What you have to do — Could you transcribe the part of the passage below on PMO and PPMO drugs starting with "For example, DMD" and going on through "and lung function."?

Reading text —
#####

Both PMOs and PPMOs work by blocking cells from reading instructions to make proteins. If the disrupted reading instructions code a mutation, then the cell might be able to create functional protein. That could have therapeutic potential in diseases caused by simple, short mutations resulting in faulty proteins that don't do their job.
For example, DMD is caused by mutations in the dystrophin gene. Dystrophin is a protein that helps muscles function properly. Individuals with DMD have one of several mutations that result in dysfunctional dystrophin protein, which results in progressively worse muscle, heart, and lung function.
Sarepta Therapeutics designed PMO drugs to skip over instructions for making mutated dystrophin in three separate mutations. Although each led to increases in production of working dystrophin proteins, the results were controversial. Patients receiving Exondys 51 achieved dystrophin levels that were 1% of normal.
Despite debate in the scientific community, the company earned multiple approvals. The three drugs earned combined product revenue of $612 million in 2021, which is expected to exceed $1 billion in 2023.
That's what makes the emerging PPMO platform so exciting. The next-generation tools make chemical modifications to a traditional morpholino that increase potency and reduce side effects. The lead drug candidate, SRP-5051, has delivered impressive results in clinical trials to date.
- Patients receiving the highest dose of SRP-5051 block an average of 10.5% of the mutated instructions after 12 weeks of treatment. That represented an 18x increase compared to 24 weeks of treatment with Exondys 51.
- Patients receiving the highest dose of SRP-5051 achieved an average dystrophin production that was 6.5% of normal after 12 weeks of treatment. That represented an 8x increase compared to 24 weeks of treatment with Exondys 51.
- Patients receive SRP-5051 through an intravenous (IV) infusion once every four weeks, compared to a weekly IV infusion for Exondys 51.
Sarepta Therapeutics thinks SRP-5051 can achieve even better outcomes over longer periods of time. Simulations from the company suggest the PPMO compound could achieve dystrophin levels that are 14% of normal after 96 weeks of treatment. That compares to just over 1% for Exondys 51.
It's important to acknowledge two things. First, the PPMO portfolio's success would come at the expense of currently-approved drug products. There would likely be some cannibalization of revenue, but the increased effectiveness and reduced dosing schedule could also lead to greater patient access and faster growth. In other words, PPMOs could have much higher peak annual revenue than their predecessors.

#####

Supplied records —
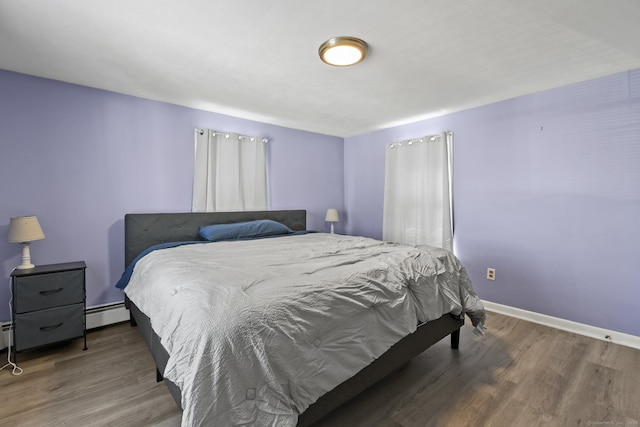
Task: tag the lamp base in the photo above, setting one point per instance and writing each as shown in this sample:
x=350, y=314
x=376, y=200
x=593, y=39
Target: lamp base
x=26, y=258
x=25, y=266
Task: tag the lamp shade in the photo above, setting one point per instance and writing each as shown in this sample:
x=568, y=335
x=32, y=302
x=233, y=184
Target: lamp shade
x=24, y=229
x=332, y=215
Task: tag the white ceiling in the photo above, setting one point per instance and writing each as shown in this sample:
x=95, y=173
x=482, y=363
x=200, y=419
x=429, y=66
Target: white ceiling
x=258, y=59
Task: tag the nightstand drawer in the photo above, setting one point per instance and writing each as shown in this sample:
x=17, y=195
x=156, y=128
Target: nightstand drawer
x=42, y=291
x=49, y=326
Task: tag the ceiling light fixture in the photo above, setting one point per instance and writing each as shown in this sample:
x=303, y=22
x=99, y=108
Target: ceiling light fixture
x=342, y=51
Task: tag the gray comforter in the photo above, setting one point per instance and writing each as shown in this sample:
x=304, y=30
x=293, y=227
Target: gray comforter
x=257, y=330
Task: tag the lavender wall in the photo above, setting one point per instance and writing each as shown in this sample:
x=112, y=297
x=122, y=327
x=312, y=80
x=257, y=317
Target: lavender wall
x=546, y=190
x=80, y=158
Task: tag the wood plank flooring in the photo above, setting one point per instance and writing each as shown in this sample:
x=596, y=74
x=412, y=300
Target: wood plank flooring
x=519, y=374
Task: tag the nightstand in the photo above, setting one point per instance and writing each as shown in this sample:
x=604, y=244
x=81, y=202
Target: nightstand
x=48, y=304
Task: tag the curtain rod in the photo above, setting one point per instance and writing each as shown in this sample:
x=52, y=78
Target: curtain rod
x=227, y=134
x=412, y=140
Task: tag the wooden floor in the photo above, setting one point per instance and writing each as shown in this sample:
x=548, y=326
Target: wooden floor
x=519, y=374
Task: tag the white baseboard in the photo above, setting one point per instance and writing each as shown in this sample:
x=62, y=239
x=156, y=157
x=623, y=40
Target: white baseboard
x=565, y=325
x=97, y=317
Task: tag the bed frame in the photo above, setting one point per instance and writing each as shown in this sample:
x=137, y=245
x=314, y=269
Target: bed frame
x=145, y=230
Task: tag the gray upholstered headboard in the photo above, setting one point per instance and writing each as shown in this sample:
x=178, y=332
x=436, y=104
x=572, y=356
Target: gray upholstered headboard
x=144, y=230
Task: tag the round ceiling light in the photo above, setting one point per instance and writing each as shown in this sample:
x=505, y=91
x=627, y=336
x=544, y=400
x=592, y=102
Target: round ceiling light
x=342, y=51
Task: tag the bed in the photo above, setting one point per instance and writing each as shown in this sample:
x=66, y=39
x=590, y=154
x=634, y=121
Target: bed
x=143, y=231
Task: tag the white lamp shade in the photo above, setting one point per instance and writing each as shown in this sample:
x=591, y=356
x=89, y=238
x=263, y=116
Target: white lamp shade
x=332, y=215
x=24, y=229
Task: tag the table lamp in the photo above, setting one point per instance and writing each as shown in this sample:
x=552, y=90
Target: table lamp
x=25, y=229
x=332, y=216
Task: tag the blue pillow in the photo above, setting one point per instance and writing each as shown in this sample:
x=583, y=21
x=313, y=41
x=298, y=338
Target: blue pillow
x=243, y=230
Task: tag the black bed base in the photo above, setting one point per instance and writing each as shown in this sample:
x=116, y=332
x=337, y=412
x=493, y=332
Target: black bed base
x=397, y=356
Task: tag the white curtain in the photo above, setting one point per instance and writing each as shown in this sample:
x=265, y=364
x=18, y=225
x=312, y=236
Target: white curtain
x=417, y=192
x=230, y=172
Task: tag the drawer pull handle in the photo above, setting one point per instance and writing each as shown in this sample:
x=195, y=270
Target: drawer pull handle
x=48, y=328
x=54, y=291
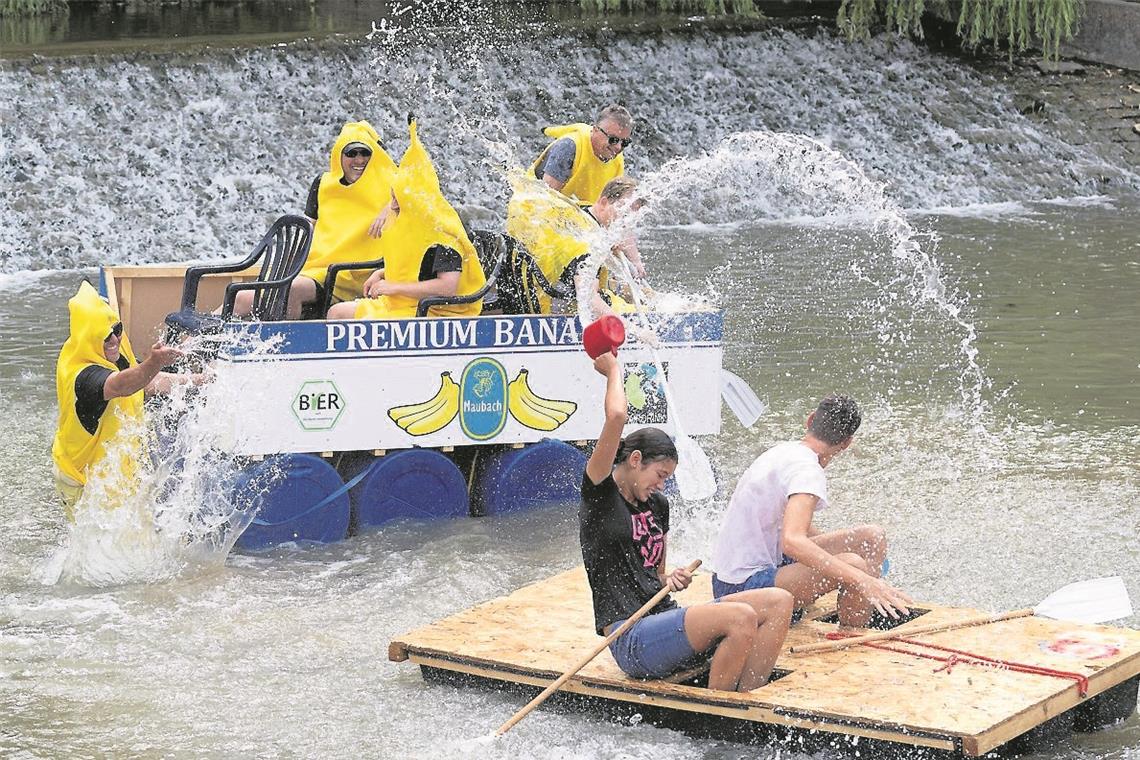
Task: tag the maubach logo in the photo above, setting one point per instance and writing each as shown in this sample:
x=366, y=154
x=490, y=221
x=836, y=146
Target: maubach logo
x=482, y=409
x=318, y=405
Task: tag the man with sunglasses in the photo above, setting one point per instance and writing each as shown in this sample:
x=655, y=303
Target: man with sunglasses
x=584, y=157
x=344, y=203
x=100, y=387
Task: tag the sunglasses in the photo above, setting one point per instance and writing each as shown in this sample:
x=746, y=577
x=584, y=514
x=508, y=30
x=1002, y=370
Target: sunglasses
x=624, y=141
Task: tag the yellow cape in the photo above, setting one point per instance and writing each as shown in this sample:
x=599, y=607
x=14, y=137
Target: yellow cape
x=588, y=174
x=74, y=450
x=425, y=219
x=347, y=211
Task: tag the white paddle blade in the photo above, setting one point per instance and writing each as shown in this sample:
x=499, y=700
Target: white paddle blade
x=740, y=399
x=695, y=479
x=1094, y=601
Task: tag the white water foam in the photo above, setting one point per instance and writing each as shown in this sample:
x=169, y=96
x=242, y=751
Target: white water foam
x=177, y=517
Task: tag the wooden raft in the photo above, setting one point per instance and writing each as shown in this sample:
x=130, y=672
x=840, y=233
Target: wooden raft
x=540, y=630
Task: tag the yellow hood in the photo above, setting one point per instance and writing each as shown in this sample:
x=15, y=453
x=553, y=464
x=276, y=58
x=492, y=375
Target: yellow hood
x=347, y=211
x=74, y=449
x=425, y=219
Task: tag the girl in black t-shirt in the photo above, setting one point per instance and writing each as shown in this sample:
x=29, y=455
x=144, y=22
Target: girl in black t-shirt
x=624, y=526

#####

Exercise answer —
For example, DMD is caused by mutations in the dystrophin gene. Dystrophin is a protein that helps muscles function properly. Individuals with DMD have one of several mutations that result in dysfunctional dystrophin protein, which results in progressively worse muscle, heart, and lung function.